Problem details :: Reproduce the lines of the material below verbatim, everything from the line containing "subject: metal handrail" down to the line containing "POLYGON ((113 171, 112", both included.
──────── Entries shown ────────
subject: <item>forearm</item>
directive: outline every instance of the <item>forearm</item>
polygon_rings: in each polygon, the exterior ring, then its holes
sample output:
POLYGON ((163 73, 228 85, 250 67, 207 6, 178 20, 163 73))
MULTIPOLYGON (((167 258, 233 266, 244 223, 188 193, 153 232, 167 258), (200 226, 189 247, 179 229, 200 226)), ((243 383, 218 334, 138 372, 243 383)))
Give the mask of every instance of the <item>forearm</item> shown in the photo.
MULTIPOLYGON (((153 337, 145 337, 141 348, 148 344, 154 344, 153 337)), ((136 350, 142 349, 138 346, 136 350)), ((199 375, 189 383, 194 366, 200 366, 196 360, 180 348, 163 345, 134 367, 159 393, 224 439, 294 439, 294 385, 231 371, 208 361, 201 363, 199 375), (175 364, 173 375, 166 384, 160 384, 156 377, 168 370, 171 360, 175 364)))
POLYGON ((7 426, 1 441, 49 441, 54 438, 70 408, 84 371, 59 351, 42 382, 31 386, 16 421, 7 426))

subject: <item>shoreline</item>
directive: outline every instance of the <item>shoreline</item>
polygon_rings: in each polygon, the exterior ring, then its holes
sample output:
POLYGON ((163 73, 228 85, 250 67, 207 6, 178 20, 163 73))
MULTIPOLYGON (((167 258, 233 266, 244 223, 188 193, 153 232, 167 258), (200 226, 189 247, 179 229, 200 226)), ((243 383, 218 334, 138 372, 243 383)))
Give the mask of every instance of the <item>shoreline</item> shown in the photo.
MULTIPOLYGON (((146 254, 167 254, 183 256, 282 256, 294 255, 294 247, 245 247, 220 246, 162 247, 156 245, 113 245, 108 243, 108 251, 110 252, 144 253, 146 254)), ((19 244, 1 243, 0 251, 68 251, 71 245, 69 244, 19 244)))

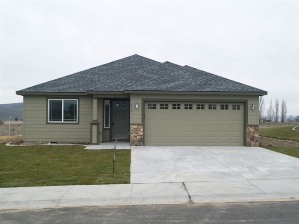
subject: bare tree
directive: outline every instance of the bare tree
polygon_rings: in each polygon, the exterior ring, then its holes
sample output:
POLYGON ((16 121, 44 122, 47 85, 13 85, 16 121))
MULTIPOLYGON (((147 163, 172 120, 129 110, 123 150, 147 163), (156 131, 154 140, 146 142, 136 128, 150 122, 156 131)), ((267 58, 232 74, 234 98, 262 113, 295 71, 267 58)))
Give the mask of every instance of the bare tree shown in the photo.
POLYGON ((284 99, 283 99, 280 104, 280 116, 281 117, 281 123, 284 123, 286 116, 286 112, 287 110, 286 108, 286 102, 284 99))
POLYGON ((272 122, 273 119, 273 105, 272 104, 272 99, 270 100, 270 103, 269 105, 269 108, 267 110, 267 115, 268 116, 268 118, 270 120, 269 123, 272 122))
POLYGON ((263 96, 260 97, 260 101, 259 102, 259 122, 260 124, 262 122, 262 116, 265 112, 265 101, 263 96))
POLYGON ((278 116, 279 116, 279 101, 278 98, 275 100, 274 112, 274 120, 275 120, 275 123, 277 124, 278 121, 278 116))
POLYGON ((289 118, 288 118, 288 123, 292 123, 293 121, 295 119, 292 115, 289 116, 289 118))
POLYGON ((299 115, 297 115, 295 118, 295 120, 297 123, 299 123, 299 115))

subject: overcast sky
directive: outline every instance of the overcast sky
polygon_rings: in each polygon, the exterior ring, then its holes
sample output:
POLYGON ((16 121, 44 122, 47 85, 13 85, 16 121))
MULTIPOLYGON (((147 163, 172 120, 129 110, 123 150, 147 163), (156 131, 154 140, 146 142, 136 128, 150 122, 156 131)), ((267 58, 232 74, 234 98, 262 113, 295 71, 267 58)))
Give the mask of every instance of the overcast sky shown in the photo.
POLYGON ((298 1, 1 1, 1 103, 137 54, 268 92, 299 114, 298 1))

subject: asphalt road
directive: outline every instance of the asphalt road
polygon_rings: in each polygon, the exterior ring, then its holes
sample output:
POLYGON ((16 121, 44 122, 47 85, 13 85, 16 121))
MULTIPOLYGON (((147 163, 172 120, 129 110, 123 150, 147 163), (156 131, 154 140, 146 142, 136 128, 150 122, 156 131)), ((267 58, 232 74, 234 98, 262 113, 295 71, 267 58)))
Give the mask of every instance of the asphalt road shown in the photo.
POLYGON ((299 201, 2 210, 7 223, 298 224, 299 201))

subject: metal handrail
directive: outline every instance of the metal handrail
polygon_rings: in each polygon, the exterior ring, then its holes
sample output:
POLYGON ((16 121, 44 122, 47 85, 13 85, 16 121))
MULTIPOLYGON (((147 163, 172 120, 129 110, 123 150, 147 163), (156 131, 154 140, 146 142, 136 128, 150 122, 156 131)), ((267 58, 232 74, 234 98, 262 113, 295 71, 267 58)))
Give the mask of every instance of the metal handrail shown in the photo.
POLYGON ((113 171, 112 173, 112 177, 114 177, 114 167, 115 165, 115 155, 116 154, 116 141, 117 139, 115 139, 115 143, 114 143, 114 153, 113 156, 113 171))

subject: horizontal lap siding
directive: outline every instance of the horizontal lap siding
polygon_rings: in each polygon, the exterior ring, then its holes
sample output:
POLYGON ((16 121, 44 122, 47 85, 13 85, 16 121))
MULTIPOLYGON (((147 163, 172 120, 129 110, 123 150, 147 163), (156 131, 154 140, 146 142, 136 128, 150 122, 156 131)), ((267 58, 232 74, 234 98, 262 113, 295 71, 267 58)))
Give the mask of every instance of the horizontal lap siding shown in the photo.
POLYGON ((47 124, 47 97, 25 96, 24 100, 24 141, 90 141, 89 123, 92 120, 92 98, 89 96, 59 97, 61 99, 79 98, 79 124, 47 124))

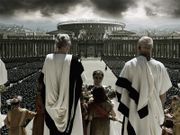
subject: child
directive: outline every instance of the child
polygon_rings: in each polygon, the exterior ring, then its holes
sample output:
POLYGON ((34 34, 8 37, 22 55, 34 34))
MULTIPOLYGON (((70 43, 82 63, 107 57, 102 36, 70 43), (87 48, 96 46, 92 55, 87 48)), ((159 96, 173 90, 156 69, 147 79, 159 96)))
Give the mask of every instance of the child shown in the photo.
POLYGON ((113 104, 105 94, 103 87, 95 87, 92 91, 93 102, 88 106, 91 121, 90 135, 109 135, 110 117, 115 117, 113 104))
POLYGON ((36 115, 35 112, 21 108, 21 101, 21 96, 15 96, 6 101, 8 105, 11 105, 11 110, 8 111, 4 120, 4 123, 8 128, 8 135, 27 135, 25 130, 27 121, 32 120, 36 115))

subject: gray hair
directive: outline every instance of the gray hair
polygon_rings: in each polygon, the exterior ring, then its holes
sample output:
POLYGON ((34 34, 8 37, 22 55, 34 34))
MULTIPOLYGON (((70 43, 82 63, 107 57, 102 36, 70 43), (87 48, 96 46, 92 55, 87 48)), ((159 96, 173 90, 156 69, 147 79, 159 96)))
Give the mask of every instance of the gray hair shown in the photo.
POLYGON ((138 47, 147 46, 153 48, 153 39, 148 36, 143 36, 138 40, 138 47))
POLYGON ((68 34, 58 34, 55 39, 57 48, 71 46, 71 39, 68 34))

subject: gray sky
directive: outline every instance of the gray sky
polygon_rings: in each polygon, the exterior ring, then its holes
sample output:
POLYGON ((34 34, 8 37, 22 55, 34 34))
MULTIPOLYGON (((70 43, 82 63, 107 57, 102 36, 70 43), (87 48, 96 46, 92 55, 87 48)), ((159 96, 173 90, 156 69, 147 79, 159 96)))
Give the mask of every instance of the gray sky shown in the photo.
POLYGON ((180 0, 0 0, 0 23, 50 31, 74 19, 113 19, 126 29, 180 27, 180 0))

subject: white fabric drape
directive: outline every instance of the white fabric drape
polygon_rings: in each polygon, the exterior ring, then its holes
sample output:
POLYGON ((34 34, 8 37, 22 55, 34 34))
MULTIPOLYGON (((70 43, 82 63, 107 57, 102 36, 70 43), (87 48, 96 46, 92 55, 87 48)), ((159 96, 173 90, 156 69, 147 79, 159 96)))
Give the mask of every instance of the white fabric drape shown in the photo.
MULTIPOLYGON (((145 57, 139 56, 125 64, 120 77, 128 79, 139 93, 139 102, 136 104, 125 88, 116 88, 122 94, 121 102, 129 108, 125 127, 129 120, 137 135, 160 135, 164 113, 159 96, 172 86, 164 65, 154 59, 147 61, 145 57), (138 111, 146 105, 149 114, 140 119, 138 111)), ((127 128, 124 135, 128 135, 127 128)))
POLYGON ((0 85, 7 82, 7 70, 4 62, 0 59, 0 85))
POLYGON ((72 55, 48 54, 44 63, 45 107, 59 131, 65 131, 69 113, 69 75, 72 55))

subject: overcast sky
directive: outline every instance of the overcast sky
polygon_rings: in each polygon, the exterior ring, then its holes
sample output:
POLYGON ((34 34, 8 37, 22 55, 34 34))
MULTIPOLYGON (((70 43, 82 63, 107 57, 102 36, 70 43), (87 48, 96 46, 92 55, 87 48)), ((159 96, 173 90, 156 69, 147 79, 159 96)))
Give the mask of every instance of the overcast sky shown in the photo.
POLYGON ((180 0, 0 0, 0 23, 50 31, 75 19, 113 19, 126 29, 180 27, 180 0))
────────
Solution ::
subject: metal handrail
directive: outline every instance of the metal handrail
polygon_rings: in each polygon, the exterior ring, then its holes
sample output:
POLYGON ((16 121, 44 122, 47 85, 13 85, 16 121))
MULTIPOLYGON (((147 163, 172 120, 129 110, 123 150, 147 163), (156 131, 154 140, 146 142, 136 128, 150 122, 156 131)), ((267 58, 232 74, 234 98, 262 113, 295 71, 267 58)))
Give the mask of every instance of the metal handrail shown in the photo.
POLYGON ((113 171, 112 173, 112 177, 114 177, 114 167, 115 165, 115 155, 116 154, 116 141, 117 139, 115 139, 115 143, 114 143, 114 153, 113 156, 113 171))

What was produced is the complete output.